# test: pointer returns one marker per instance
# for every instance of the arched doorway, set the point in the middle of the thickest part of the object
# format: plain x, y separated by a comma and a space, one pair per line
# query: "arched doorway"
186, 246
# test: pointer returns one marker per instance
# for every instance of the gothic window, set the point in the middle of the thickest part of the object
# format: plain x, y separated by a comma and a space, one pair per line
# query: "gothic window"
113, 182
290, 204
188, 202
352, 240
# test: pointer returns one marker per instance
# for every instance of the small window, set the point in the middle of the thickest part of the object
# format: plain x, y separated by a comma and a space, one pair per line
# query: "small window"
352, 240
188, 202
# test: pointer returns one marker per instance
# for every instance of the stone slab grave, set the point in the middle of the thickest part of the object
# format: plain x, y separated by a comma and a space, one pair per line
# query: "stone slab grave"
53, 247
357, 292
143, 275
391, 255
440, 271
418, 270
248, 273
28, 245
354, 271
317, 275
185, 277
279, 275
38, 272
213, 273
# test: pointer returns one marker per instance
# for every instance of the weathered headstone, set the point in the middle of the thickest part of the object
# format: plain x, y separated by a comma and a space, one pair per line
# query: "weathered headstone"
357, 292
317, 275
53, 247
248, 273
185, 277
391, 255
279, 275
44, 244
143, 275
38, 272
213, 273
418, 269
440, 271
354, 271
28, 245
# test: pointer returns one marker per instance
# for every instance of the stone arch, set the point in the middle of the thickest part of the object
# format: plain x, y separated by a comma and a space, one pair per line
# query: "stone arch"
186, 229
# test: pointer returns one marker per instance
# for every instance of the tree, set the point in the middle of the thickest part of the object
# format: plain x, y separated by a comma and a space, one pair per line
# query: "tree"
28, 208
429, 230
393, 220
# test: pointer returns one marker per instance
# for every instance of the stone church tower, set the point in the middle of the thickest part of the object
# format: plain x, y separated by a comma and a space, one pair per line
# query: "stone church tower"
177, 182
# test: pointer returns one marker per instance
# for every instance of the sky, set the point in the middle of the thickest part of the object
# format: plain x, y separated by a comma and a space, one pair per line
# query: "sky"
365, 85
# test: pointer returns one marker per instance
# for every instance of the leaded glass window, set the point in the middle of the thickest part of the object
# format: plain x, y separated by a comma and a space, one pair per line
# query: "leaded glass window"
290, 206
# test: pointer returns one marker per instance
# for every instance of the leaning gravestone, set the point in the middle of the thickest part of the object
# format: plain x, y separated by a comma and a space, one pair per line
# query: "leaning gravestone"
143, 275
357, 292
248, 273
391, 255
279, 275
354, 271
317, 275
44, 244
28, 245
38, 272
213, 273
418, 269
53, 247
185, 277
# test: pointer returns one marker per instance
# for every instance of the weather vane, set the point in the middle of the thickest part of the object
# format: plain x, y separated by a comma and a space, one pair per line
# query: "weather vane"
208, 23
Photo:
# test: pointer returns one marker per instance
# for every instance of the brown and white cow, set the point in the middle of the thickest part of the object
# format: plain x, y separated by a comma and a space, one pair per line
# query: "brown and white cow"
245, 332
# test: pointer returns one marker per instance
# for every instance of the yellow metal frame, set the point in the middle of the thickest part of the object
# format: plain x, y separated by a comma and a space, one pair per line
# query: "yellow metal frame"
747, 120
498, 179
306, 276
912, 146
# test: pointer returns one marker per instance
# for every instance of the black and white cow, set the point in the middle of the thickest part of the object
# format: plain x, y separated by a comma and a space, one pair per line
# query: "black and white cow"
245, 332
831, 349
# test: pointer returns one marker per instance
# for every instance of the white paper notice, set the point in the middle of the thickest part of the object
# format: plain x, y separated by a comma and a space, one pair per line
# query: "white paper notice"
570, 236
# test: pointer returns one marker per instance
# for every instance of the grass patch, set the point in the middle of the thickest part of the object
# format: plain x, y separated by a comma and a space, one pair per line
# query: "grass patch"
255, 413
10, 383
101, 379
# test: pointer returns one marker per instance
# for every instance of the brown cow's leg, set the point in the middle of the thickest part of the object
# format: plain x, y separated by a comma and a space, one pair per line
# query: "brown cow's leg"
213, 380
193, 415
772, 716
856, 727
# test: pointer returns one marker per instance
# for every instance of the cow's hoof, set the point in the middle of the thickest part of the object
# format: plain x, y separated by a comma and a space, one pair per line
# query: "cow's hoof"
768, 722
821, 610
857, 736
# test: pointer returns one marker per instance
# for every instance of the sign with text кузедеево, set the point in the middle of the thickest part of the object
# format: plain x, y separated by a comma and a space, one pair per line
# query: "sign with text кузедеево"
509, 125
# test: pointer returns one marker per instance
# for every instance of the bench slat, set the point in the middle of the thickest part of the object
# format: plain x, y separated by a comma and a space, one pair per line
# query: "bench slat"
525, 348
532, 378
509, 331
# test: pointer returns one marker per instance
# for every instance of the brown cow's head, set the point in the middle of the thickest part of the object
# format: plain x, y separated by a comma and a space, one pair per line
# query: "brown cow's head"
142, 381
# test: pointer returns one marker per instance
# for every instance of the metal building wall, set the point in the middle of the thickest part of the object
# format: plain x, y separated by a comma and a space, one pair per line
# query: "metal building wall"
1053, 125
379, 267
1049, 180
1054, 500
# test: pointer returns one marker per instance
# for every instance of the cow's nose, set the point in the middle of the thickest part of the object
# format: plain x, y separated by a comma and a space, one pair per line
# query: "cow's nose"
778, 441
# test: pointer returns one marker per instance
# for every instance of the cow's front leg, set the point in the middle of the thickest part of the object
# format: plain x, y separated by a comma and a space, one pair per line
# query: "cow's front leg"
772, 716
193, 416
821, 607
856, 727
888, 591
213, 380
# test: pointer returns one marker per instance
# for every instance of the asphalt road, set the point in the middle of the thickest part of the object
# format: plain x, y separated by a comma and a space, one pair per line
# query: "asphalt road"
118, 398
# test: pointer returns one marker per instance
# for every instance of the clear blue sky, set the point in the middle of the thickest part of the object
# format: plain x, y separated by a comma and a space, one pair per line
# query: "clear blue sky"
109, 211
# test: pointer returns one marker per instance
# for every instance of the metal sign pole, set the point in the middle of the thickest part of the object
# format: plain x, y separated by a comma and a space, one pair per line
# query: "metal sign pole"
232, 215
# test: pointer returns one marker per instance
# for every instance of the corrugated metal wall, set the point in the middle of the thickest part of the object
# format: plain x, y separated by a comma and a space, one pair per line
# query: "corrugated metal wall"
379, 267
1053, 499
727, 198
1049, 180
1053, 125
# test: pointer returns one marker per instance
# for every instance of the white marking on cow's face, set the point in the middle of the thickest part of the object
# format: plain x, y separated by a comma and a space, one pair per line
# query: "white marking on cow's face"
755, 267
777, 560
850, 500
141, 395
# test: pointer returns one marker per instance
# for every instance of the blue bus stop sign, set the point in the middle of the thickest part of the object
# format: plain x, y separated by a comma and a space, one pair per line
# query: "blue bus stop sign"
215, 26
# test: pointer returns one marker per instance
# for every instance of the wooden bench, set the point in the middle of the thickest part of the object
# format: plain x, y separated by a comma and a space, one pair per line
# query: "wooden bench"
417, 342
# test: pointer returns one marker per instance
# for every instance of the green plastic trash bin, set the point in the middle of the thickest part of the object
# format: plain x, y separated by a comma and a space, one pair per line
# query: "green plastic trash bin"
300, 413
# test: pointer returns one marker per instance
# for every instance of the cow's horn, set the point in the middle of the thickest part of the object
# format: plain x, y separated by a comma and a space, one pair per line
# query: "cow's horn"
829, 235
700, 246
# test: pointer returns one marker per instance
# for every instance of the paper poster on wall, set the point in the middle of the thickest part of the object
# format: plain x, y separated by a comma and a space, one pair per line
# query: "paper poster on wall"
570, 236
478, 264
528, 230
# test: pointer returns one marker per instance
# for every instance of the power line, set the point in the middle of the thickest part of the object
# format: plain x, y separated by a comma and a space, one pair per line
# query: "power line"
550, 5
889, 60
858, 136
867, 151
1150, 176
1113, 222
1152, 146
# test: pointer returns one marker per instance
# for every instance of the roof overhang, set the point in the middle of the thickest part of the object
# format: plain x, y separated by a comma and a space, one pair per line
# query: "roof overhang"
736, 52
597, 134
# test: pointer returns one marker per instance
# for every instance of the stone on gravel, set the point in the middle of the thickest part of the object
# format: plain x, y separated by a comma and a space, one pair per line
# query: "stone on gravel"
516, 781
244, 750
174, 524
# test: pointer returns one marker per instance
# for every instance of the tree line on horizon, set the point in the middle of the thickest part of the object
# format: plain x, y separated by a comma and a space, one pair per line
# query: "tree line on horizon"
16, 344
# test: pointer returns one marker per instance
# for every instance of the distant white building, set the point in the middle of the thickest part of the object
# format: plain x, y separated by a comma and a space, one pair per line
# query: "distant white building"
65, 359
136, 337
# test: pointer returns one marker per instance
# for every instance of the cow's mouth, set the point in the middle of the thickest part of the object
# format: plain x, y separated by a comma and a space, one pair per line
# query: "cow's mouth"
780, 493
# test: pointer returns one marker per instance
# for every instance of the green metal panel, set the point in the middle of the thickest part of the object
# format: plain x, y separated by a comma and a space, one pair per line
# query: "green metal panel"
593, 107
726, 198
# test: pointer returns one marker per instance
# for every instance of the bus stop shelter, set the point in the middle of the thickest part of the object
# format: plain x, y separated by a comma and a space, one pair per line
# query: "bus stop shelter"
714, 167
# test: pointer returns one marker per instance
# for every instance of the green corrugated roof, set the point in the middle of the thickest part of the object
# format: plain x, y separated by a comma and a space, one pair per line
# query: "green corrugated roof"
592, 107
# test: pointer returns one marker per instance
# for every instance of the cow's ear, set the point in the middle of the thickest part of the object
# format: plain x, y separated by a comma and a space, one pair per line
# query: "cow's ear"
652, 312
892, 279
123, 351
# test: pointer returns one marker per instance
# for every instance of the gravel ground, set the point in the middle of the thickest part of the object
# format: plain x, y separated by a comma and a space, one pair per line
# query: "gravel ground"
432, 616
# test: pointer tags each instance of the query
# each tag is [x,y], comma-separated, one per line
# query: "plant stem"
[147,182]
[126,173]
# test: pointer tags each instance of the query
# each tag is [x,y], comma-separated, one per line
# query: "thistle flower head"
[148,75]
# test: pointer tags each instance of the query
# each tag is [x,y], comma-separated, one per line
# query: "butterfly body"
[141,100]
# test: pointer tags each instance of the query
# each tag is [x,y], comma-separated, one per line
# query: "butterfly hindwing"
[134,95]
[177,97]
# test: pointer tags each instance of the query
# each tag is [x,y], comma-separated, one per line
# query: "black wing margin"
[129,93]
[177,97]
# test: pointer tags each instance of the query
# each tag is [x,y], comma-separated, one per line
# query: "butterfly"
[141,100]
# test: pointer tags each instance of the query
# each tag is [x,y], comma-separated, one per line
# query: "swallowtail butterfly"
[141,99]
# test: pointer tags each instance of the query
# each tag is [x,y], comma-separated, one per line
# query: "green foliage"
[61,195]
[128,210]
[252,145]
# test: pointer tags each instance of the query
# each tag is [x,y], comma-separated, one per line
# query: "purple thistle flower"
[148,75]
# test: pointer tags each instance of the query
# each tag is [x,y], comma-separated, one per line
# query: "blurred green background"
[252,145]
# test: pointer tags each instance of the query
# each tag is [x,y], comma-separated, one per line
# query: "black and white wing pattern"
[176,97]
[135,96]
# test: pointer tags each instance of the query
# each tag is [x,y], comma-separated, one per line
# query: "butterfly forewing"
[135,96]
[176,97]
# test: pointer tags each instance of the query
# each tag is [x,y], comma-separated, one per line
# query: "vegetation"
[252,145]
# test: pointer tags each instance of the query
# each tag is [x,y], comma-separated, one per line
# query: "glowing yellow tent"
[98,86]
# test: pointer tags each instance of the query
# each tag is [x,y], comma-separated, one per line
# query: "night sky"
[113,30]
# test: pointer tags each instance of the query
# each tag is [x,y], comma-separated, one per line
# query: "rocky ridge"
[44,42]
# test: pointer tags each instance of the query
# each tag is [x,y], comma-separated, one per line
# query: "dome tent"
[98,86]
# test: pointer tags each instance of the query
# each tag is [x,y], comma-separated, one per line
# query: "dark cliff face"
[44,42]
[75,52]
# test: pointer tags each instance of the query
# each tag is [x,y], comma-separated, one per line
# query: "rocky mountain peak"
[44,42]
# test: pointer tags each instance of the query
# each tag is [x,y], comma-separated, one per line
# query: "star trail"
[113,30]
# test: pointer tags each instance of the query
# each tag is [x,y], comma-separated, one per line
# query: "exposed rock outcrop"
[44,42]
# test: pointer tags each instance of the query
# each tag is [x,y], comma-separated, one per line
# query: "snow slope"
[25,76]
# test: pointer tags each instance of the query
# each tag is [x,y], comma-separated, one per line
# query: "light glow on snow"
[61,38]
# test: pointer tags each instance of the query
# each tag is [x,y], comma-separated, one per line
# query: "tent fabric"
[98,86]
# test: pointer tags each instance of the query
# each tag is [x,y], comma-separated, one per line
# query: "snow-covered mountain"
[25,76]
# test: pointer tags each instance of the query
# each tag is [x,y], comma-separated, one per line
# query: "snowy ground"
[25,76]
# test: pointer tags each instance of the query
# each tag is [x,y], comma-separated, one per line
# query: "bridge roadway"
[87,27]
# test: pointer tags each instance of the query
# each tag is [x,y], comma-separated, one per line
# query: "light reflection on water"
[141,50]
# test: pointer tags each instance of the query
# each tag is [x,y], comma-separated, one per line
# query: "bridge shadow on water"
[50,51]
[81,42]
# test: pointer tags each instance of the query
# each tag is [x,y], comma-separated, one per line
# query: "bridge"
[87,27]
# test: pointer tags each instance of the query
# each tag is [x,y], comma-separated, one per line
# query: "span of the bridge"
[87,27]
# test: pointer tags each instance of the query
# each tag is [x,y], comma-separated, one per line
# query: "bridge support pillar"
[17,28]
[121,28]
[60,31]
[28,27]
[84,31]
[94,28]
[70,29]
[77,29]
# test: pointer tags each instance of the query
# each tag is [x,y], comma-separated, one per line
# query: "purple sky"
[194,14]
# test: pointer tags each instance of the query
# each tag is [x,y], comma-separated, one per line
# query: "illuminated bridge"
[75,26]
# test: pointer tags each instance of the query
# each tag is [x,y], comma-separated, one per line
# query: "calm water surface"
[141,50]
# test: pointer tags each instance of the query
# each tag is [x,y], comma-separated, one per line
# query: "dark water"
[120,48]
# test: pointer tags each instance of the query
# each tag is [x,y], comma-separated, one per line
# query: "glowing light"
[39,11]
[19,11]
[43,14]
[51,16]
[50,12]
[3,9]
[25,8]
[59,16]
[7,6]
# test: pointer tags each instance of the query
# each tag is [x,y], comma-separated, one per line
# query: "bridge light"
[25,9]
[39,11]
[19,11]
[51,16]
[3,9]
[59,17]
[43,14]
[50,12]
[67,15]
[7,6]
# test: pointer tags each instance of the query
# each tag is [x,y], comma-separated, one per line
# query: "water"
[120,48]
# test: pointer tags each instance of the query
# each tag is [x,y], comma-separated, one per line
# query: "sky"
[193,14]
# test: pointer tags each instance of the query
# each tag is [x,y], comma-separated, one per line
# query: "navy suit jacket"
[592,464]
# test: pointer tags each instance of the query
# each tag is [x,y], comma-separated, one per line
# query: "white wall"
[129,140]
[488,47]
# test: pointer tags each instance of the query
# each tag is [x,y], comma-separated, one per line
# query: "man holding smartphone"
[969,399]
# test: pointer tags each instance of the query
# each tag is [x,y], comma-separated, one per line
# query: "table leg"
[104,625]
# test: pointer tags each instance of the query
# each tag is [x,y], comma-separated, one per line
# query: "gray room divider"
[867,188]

□ □ □ □

Select every line of the items above that contains the word "panel".

# for every instance of the green metal panel, set the point in the middle of the thickest part of the object
# query: "green metal panel"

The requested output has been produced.